> CONSIGNES:
[A] Relevez tous les médicaments et toutes les familles de médicaments nommés dans l'article sur la fibrillation atriale.
[B] Prolongez l'article sur la fibrillation atriale à partir de sa dernière phrase.

> TEXTE:
++++++++
Cardiologie
Fibrillation atriale : la digitaline à faible dose pourrait contrôler la fréquence
Chez les patients souffrant de fibrillation atriale permanente, les digitaliques à faible dose pourraient à nouveau trouver une place en 2ème ligne dans l'arsenal thérapeutique visant au contrôle de la fréquence cardiaque.
- wingedwolf/istock
Pour ralentir la fréquence cardiaque ventriculaire chez les patients souffrant de fibrillation atriale (FA) permanente, les recommandations actuelles de pratique clinique américaines et européennes mettent les β-bloquants ou les inhibiteurs des canaux calciques comme traitements de première ligne.
Une équipe de chercheurs de l’université de Birmingham, en Grande Bretagne, a mené le premier essai clinique randomisé (RATE-AF) comparant la digoxine à faible dose avec le bisoprolol, un bêtabloquant, pour le contrôle de la fréquence cardiaque chez les patients souffrant de FA permanente (Rate Control Therapy Evaluation in Permanent Atrial Fibrillation). L’étude est publiée dans le JAMA.
++++++++
> DONNÉES EXTRAITES:

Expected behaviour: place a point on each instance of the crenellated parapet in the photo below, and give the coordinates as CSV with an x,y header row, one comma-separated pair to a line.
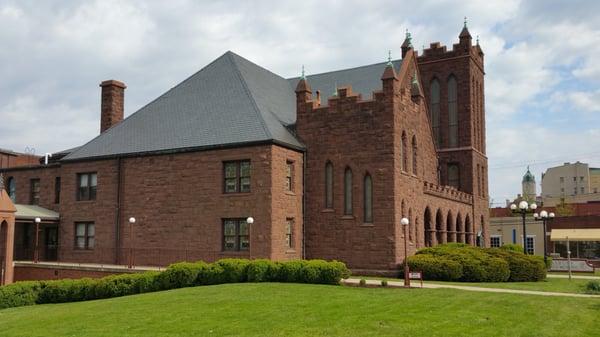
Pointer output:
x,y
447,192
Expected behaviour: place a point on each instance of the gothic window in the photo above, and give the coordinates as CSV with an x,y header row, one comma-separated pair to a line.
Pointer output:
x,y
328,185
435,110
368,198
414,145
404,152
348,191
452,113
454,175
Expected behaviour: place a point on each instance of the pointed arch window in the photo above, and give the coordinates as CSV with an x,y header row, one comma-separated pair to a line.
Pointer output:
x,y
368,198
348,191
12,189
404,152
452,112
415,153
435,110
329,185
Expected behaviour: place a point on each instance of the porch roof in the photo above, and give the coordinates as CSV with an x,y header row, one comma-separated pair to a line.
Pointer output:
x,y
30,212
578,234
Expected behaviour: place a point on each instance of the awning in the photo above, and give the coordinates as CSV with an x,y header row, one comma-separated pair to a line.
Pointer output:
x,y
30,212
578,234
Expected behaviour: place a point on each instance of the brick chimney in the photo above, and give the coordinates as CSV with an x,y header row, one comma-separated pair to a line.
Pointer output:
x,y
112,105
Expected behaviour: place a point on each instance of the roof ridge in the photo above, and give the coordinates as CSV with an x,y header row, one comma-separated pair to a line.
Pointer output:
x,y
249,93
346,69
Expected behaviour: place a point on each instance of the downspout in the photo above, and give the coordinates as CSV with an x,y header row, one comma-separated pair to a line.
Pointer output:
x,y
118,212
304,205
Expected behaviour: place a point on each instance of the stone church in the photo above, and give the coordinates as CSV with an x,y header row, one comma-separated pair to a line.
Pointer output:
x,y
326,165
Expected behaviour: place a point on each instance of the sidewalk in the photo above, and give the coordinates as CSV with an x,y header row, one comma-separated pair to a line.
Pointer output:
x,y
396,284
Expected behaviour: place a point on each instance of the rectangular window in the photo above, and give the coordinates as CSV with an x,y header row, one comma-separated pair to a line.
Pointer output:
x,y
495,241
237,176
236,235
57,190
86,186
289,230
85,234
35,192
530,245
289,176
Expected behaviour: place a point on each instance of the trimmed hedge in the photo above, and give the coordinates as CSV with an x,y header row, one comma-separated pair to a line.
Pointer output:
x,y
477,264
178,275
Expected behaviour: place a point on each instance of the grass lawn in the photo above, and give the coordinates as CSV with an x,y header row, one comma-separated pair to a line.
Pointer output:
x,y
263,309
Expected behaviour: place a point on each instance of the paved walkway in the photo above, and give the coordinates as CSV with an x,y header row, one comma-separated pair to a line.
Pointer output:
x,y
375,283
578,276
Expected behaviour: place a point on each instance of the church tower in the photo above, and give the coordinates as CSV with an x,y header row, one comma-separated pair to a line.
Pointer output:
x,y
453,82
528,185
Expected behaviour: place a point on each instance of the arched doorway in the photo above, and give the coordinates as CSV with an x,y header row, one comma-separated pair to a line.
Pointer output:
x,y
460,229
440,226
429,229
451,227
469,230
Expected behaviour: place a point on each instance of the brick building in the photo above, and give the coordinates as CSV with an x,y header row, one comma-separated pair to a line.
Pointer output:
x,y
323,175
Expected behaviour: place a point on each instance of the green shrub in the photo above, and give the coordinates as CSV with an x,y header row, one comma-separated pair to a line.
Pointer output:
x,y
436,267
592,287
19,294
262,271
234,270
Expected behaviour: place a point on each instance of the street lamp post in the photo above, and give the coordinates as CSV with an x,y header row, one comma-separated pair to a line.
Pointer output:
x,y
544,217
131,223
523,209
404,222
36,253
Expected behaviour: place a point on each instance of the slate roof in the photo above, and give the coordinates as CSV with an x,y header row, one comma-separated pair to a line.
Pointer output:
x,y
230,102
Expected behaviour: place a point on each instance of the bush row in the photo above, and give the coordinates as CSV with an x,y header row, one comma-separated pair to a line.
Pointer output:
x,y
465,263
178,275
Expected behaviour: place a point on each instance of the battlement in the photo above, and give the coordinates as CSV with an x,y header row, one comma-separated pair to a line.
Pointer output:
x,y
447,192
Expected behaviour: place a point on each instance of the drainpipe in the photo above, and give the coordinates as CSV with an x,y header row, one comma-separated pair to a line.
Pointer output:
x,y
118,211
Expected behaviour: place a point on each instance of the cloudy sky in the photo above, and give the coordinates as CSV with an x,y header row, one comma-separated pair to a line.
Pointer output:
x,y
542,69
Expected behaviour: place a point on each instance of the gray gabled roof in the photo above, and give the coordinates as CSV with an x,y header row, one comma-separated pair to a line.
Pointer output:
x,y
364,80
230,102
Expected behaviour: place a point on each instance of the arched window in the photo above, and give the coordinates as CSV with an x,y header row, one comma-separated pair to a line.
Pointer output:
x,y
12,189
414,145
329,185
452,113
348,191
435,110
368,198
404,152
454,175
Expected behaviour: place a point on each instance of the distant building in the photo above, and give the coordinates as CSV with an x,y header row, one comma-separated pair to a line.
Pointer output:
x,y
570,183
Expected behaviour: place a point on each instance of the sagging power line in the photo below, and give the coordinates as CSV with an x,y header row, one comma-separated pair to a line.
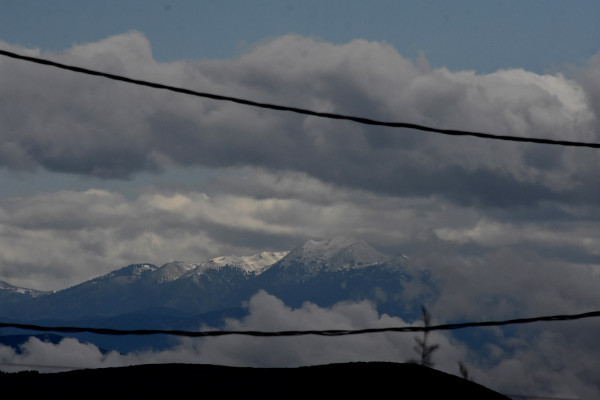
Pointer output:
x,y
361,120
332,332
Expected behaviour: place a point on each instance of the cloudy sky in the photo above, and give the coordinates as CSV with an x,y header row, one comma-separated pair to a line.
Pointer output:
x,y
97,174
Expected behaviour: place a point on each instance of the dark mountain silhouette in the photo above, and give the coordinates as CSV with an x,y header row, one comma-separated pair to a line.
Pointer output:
++++++++
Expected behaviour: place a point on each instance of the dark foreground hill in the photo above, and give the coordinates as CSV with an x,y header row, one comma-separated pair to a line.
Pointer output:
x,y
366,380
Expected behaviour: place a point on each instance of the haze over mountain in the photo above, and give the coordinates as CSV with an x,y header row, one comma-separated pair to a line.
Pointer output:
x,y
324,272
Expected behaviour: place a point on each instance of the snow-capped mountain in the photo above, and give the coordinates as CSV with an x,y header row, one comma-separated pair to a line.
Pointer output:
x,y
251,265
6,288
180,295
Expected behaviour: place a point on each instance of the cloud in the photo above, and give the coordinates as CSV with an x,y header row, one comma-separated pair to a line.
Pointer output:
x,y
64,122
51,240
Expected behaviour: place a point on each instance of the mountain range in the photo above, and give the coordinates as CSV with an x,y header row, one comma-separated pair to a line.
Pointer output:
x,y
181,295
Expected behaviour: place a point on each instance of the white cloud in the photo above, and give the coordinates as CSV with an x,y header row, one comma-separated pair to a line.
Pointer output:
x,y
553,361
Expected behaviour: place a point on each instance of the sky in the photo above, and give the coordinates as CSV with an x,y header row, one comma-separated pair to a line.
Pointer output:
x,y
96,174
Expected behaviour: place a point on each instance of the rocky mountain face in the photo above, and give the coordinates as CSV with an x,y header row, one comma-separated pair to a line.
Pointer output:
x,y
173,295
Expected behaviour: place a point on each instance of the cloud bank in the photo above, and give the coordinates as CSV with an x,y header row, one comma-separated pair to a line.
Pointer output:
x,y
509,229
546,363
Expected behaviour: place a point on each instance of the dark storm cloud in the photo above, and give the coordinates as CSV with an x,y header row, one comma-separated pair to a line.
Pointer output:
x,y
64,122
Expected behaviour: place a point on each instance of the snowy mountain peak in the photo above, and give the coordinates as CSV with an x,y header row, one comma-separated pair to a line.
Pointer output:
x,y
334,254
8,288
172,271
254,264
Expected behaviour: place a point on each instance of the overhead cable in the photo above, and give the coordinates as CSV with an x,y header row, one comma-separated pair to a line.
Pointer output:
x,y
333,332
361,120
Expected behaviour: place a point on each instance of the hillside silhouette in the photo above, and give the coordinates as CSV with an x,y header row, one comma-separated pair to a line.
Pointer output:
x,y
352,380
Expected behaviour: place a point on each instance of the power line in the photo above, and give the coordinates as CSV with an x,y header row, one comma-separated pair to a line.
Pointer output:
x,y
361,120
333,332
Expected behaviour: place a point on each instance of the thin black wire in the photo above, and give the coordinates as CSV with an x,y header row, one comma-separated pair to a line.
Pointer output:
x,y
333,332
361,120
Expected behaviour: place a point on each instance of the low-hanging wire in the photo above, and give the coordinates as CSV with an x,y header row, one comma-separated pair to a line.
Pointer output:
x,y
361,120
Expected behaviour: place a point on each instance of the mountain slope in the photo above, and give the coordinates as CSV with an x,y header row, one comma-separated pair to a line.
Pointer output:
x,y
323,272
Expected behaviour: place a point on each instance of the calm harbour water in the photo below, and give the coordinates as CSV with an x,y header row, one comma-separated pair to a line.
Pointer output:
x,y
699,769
++++++++
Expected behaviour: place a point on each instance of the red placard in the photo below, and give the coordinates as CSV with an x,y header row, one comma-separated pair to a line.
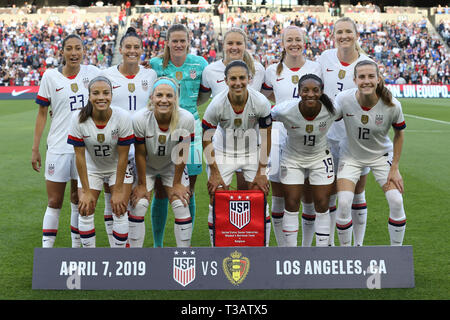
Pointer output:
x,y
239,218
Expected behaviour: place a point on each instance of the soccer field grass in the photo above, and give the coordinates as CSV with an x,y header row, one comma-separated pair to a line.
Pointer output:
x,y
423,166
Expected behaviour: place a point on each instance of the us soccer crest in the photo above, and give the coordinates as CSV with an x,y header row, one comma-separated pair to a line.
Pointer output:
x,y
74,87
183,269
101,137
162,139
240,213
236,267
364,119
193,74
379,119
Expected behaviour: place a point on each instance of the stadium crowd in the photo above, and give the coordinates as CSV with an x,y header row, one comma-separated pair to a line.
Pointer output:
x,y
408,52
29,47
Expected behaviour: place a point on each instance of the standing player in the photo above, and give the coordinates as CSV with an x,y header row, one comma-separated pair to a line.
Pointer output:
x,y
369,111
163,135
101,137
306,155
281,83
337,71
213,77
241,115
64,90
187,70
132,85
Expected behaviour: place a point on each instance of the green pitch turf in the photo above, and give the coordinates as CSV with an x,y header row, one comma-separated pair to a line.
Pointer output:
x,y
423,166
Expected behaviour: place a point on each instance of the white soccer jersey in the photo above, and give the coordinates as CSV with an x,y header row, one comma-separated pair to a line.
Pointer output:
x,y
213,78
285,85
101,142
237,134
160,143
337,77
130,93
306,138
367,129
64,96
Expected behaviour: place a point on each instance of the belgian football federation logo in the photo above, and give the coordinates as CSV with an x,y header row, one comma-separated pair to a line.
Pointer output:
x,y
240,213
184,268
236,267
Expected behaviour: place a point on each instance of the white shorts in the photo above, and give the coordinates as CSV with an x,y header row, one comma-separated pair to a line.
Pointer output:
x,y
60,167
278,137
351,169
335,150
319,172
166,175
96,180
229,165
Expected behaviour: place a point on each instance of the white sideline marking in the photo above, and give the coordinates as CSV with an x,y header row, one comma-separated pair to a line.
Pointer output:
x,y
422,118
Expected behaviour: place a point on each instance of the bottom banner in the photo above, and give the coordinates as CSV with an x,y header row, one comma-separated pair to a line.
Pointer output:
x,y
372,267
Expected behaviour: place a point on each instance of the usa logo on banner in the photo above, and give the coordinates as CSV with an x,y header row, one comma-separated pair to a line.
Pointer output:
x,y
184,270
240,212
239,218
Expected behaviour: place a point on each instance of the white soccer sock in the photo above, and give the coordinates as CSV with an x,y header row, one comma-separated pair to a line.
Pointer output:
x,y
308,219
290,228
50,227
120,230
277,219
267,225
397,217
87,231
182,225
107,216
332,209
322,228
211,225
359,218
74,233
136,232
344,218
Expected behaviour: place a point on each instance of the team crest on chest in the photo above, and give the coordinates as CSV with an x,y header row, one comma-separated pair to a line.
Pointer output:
++++++++
> RÉPONSES:
[A]
- digitaline
- digitaliques
- β-bloquants
- inhibiteurs des canaux calciques
- digoxine
- bisoprolol

[B]
Digoxine à faible dose
Dans cet essai ouvert, 160 patients ont été randomisés pour recevoir de la digoxine à une dose moyenne faible de 161 µg/j (80 patients) ou du bisoprolol à une dose moyenne de 3,2 mg/j (80 patients). Après 6 mois, le principal critère d'évaluation, la qualité de vie selon les patients (mesuré par la SF-36), atteint un score moyen de 31,9 dans le groupe digoxine contre 29,7 dans le groupe bisoprolol (P = 0,28). À 12 mois, 8 des 20 critères secondaires diffèrent entre les 2 groupes et tous favorisent la digoxine, y compris le niveau de NT-pro-BNP, qui est plus faible dans le groupe digoxine (960 pg/mL) que dans le groupe bisoprolol (1250 pg/mL) (P = 0,005).
Il n'y a pas de différence significative concernant la fréquence cardiaque au repos entre les 2 groupes à 12 mois (moyenne de 75,4bpm dans le groupe digoxine contre moyenne de 74,3 bpm dans le groupe bisoprolol).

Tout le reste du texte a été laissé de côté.